> Exercise prompt: Collect each line in the records below that contains the word "leaf".

> Data for the task:
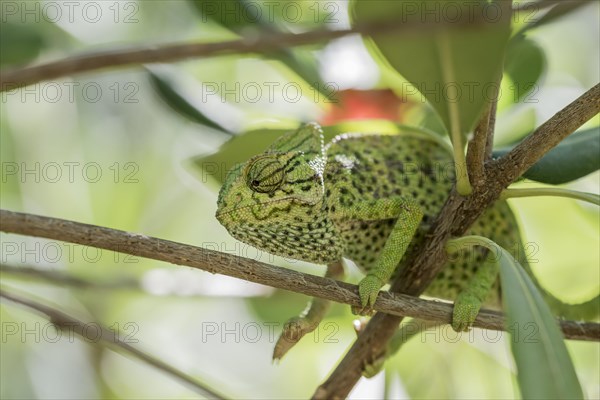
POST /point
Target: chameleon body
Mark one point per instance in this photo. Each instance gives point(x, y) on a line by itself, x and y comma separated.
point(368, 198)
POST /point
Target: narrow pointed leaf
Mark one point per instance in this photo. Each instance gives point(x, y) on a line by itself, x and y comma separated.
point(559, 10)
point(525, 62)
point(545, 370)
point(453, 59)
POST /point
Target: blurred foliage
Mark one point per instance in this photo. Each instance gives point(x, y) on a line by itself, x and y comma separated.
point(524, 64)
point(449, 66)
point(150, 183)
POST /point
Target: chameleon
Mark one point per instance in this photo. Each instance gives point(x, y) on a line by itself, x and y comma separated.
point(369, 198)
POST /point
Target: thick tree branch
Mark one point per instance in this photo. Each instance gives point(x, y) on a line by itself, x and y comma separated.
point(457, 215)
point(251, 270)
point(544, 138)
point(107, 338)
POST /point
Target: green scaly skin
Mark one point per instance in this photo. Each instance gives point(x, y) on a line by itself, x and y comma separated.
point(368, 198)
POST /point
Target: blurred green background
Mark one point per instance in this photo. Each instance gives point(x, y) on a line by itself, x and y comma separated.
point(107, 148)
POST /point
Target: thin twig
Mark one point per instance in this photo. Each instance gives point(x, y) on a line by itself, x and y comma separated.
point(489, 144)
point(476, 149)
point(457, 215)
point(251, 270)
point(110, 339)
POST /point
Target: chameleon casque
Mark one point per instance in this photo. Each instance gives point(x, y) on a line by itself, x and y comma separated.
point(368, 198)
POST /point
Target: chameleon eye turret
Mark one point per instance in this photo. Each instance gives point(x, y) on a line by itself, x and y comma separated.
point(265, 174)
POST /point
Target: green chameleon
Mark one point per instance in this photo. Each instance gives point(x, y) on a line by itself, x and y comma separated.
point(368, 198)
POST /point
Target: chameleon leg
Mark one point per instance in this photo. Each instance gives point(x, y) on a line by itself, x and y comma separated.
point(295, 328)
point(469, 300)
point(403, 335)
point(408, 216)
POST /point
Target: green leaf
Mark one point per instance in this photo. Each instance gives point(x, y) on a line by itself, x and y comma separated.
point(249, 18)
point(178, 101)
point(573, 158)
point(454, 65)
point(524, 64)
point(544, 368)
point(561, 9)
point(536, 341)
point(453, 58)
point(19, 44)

==

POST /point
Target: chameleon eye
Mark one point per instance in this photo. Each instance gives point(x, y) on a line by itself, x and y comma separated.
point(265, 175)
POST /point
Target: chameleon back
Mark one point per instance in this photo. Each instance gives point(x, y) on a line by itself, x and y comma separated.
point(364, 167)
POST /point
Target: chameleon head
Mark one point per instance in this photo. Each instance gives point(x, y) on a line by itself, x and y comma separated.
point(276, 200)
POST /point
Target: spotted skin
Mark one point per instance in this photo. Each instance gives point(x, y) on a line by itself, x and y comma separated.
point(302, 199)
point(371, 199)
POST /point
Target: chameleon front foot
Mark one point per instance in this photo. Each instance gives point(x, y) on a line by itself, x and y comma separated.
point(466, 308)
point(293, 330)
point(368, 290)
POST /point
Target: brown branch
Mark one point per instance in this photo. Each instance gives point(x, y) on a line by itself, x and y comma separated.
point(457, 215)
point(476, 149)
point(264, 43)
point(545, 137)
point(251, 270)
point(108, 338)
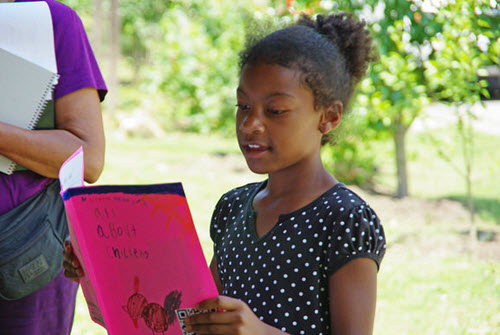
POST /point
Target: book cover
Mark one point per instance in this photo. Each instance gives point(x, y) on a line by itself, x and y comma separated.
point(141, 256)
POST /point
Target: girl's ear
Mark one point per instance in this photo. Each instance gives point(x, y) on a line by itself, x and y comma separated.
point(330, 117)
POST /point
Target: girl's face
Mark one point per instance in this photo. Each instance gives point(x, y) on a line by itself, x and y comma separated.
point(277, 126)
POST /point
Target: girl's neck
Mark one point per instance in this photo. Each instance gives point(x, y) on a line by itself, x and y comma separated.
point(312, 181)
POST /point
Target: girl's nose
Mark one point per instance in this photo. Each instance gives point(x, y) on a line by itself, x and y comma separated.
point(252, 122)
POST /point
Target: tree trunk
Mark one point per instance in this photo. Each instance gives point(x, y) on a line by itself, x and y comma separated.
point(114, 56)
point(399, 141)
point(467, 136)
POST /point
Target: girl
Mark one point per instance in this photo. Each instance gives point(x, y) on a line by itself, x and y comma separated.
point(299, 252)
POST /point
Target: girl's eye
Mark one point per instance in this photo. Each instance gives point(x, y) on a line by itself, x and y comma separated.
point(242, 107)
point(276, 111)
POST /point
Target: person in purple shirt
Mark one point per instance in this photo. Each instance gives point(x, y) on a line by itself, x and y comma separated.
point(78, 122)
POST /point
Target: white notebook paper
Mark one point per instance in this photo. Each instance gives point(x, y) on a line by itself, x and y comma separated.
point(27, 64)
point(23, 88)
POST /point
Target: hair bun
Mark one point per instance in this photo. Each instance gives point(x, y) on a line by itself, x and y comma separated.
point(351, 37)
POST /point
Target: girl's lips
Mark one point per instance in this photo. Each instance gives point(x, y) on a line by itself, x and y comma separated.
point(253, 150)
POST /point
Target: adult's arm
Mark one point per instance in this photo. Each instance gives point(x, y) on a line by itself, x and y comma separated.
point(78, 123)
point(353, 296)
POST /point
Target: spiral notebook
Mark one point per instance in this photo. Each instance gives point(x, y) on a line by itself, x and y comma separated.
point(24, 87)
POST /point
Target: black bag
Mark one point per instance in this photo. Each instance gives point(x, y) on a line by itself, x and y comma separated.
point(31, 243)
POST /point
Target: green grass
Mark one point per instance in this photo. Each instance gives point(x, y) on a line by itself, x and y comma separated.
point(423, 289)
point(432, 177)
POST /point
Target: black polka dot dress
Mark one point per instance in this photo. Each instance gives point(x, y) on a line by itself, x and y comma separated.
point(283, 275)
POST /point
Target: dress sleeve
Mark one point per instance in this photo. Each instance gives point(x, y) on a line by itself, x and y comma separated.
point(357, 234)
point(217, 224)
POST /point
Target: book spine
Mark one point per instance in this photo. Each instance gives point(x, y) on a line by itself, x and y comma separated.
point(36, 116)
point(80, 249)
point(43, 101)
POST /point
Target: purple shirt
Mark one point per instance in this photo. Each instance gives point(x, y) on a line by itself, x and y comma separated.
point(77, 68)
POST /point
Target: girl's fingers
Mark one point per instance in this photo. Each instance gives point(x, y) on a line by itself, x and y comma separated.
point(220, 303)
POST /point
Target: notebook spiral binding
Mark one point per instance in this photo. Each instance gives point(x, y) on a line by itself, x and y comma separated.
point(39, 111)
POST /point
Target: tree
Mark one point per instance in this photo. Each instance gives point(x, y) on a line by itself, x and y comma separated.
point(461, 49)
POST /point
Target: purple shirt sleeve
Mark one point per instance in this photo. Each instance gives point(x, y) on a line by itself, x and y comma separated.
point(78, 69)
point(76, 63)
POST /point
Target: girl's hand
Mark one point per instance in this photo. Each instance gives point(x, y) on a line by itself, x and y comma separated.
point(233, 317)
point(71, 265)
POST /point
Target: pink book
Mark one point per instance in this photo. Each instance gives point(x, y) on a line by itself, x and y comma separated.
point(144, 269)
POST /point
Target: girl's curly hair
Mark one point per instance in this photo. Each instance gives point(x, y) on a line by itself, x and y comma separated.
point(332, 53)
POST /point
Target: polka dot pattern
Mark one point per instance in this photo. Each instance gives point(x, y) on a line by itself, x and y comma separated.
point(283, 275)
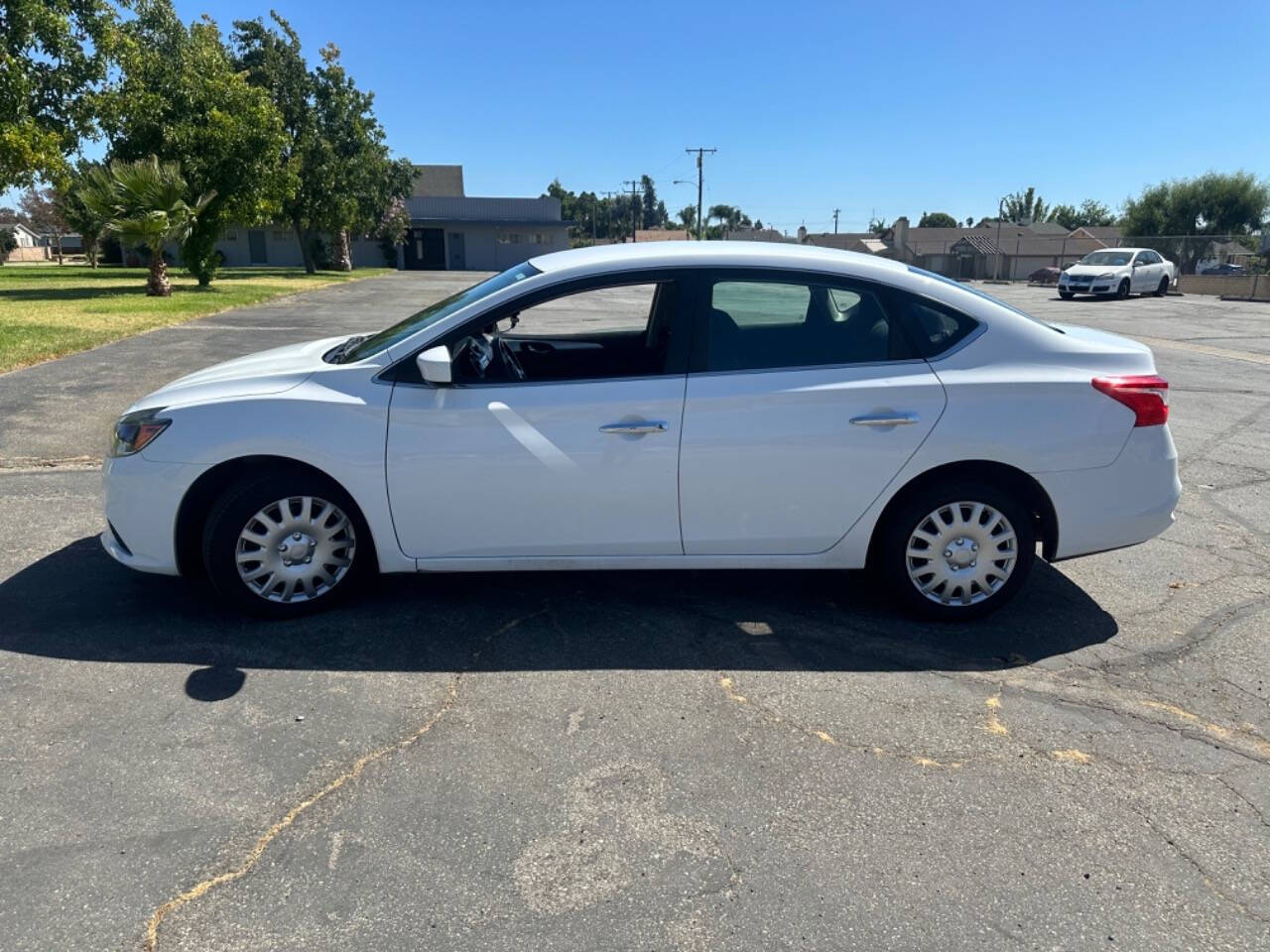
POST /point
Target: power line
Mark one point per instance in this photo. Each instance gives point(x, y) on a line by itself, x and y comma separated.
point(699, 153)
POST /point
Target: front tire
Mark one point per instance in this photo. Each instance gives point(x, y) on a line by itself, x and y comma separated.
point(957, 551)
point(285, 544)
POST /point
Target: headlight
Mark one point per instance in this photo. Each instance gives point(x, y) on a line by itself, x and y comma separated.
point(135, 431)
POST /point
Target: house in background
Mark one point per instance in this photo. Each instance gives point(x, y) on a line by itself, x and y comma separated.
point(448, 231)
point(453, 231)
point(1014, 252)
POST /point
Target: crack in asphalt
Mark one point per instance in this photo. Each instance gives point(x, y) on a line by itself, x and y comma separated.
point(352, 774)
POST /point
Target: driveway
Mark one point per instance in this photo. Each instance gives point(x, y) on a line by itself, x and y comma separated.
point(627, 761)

> Answer in full:
Target: narrow pointed leaf
Target: green leaf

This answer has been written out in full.